DOCUMENT SECTION:
= = = = =

American football player, coach, and executive (1892–1976)

Leo V. Lyons (March 11, 1892 - May 18, 1976) was a co-founder of the National Football League (NFL). He was a player, manager, coach and owner of the Rochester Jeffersons from 1908 to 1925.

==Early career==
Lyons started out as a 16-year-old player, in 1908, for the Rochester Jeffersons semi-pro football team. By 1910, he was manager as well as a player of the team, who guided the Jeffersons to the Rochester city championship. As a manager, Leo recruited one of pro football's first African-American players, Henry McDonald.

==Manager and owner==
Years later, Lyons became owner of the team. By the time the Jeffersons were an NFL team, he served the team as a manager, owner, photographer, doctor, counselor, financier, field worker, game booker, agent, and scout. He also was the manager of a basketball team, comprising his football players, to keep the team in shape. Lyons developed ambitions for the team. He took the Jeffersons to Canton, Ohio, early in the 1917 season to play the Canton Bulldogs, led by Jim Thorpe. Canton won the game easily, 41–0. However this led Lyons to study and adopt the Bulldogs way of recruiting and playing. In 1919, he brought in some outside players and the Jeffersons won the city semi-pro championship with ease, eventually finishing runner up in the state championship to their rivals in Buffalo.

==Forming the NFL==
On September 17, 1920, Lyons represented Rochester at a meeting of the nation's leading pro football team managers held in Canton, for the purpose of creating the American Professional Football Association (later known as the National Football League in 1922). The Jeffersons were charter members of the organization and played in the league from 1920-25.

==Forfeit controversy==
On December 5, 1921, a game was scheduled between the Jeffersons and the Washington Senators. Lyons refused to play the game. According to Lyons, the Senators had a poor fan turnout due to a snowstorm and said they would only pay the Jeffersons roughly $200. That amount would not allow for the team to be paid to play the game, or even meet its travel expenses for the trip back to Rochester. The game had an NFL guarantee that the Jeffersons must be paid $800 for the game regardless of anything. Lyons refused to play the game because of Washington not paying the $800 that was in the game contract. Later, NFL commissioner Joseph Carr ruled in favor of Lyons and the Jeffs. The Elias Sports Bureau has not recognized this game as a forfeit and official NFL standings also say it was not a forfeit.

==Demise of the Jeffs==
By the early 1920s, Lyons had encountered a conundrum. Despite his investments, the Jeffersons were never able to consistently compete with other members of the league, but the team was far better than the semi-pro local squads that occupied the Rochester area. That meant that the Jeffersons' games were almost certain to be blowouts in one direction or the other, resulting in a boring product that Rochester residents were not willing to pay to see. After investing almost all of his personal wealth (including mortgaging his house) into the team, Lyons ran out of money in 1925 and was forced to suspend the team. The inactive team was left in limbo for the next two seasons before the NFL canceled Lyons's franchise at the 1928 owners' meetings.

Rochester would never again host an NFL franchise of its own; since 2000, the Buffalo Bills have taken up residence in the Rochester suburb of Pittsford at St. John Fisher College for its annual training camp.

==Honors==
Lyons served as an Honorary Historian of the NFL from after the Jeffersons folded until his death, maintaining connections with some of the owners from his era, including George Halas. While not entirely flawless and often heavily weighted toward his own Jeffersons, his histories were considered better and more accurate than Harry March's earlier work on the topic, and Bob Carroll, founder of the Professional Football Researchers Association, noted that Lyons had "served well" in that capacity. He was a major advocate of, and contributor to, the Pro Football Hall of Fame; he himself was nominated several times but has never been inducted.

= = = = =

TASK GOAL: In the article on Leo V. Lyons, how much did the NFL guarantee the Jeffersons for the December 5, 1921 game against the Washington Senators? The material after this point is separate from the article on Leo V. Lyons.

[Saved entries]
= = = = =

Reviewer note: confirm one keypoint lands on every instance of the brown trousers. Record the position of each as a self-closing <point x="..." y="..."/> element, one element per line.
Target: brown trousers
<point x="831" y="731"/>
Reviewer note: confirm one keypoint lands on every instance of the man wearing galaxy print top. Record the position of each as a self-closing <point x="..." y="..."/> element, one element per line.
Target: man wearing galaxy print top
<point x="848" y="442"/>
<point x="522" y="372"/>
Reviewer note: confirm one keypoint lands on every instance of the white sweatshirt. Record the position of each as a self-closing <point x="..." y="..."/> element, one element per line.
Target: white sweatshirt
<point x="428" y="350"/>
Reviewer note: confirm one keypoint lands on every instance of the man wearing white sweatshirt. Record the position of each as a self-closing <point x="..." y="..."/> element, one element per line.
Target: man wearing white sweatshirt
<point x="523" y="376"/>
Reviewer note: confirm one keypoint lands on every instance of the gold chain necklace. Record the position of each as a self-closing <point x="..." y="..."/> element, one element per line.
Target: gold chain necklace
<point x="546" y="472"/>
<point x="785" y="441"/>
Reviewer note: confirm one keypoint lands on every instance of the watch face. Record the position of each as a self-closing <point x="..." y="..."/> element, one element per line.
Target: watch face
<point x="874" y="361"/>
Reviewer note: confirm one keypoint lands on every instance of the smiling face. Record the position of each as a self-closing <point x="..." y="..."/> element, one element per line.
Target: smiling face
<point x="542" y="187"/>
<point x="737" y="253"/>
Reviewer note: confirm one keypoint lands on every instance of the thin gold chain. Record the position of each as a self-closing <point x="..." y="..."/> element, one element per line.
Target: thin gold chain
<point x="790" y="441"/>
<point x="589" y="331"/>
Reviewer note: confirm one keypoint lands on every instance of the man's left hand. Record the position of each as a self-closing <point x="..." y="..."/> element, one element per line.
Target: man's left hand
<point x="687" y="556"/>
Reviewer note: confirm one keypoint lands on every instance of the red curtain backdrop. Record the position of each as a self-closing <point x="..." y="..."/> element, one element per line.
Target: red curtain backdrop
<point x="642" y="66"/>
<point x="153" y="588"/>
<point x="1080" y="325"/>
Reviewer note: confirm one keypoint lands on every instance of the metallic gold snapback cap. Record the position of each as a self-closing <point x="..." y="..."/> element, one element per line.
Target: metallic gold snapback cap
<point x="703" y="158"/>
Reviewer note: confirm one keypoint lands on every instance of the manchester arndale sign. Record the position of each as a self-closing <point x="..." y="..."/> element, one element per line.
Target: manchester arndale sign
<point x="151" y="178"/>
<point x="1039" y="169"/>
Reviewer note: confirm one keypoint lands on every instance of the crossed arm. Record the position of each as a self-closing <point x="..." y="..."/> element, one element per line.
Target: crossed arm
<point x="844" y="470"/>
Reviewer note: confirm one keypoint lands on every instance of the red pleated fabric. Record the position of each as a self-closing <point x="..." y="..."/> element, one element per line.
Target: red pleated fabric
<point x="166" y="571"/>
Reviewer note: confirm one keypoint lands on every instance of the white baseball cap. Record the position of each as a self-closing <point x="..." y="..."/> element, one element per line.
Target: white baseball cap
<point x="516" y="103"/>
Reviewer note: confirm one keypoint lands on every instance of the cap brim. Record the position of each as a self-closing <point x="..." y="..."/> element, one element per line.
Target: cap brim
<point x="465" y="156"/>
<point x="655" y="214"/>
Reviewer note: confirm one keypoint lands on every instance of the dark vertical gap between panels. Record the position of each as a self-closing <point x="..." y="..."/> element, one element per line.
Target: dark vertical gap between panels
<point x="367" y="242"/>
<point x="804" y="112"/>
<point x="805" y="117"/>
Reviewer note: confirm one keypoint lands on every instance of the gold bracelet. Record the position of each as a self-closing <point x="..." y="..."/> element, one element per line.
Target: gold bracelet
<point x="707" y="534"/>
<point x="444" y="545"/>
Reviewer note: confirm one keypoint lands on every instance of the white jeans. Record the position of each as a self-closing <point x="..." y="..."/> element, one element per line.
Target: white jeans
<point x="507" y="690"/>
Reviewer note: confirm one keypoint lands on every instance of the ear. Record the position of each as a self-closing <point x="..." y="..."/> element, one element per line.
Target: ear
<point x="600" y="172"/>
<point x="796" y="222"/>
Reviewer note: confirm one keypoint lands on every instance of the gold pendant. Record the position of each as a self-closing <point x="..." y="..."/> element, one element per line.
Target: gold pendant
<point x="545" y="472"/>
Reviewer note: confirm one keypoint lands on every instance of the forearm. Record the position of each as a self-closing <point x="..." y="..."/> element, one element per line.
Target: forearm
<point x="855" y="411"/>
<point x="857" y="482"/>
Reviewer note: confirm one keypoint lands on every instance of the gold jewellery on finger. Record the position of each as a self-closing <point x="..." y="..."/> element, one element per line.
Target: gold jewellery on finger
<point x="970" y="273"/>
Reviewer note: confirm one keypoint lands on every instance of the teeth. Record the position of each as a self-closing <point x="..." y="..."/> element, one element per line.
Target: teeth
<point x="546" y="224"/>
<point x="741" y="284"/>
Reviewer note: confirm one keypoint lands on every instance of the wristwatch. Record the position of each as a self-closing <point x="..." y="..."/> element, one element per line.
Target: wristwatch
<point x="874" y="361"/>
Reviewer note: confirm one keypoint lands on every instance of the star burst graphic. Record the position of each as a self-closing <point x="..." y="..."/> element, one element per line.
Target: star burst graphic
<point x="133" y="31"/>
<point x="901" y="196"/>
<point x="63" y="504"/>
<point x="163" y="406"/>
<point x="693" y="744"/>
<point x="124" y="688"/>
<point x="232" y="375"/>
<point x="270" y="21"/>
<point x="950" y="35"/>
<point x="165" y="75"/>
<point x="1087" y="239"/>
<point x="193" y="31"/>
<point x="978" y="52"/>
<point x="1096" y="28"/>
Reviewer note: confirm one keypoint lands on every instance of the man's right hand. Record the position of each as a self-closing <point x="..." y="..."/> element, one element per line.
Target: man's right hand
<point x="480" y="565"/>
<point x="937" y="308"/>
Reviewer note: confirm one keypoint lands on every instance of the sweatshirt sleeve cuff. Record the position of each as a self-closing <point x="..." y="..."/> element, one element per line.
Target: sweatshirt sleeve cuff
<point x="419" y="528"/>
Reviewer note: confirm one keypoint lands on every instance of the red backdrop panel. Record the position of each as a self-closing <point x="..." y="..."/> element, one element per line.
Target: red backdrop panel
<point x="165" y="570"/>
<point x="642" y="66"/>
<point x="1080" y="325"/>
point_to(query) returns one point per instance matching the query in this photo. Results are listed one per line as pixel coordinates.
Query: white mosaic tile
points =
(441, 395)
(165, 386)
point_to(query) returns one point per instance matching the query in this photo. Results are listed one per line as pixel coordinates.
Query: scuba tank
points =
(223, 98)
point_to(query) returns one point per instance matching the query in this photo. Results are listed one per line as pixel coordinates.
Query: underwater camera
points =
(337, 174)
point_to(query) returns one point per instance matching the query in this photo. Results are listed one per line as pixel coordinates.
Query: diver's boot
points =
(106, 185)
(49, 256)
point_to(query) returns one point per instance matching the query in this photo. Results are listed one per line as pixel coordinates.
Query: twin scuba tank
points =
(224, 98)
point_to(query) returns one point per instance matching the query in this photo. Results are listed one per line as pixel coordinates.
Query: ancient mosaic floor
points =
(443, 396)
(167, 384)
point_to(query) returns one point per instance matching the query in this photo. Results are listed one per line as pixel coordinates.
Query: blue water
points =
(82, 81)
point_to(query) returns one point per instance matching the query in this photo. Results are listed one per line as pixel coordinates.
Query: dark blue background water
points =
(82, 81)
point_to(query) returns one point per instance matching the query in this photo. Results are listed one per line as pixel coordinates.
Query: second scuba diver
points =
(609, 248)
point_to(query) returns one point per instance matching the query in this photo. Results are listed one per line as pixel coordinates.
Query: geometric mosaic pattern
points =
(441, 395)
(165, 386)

= = = = =

REPLY TO THE EXERCISE: $800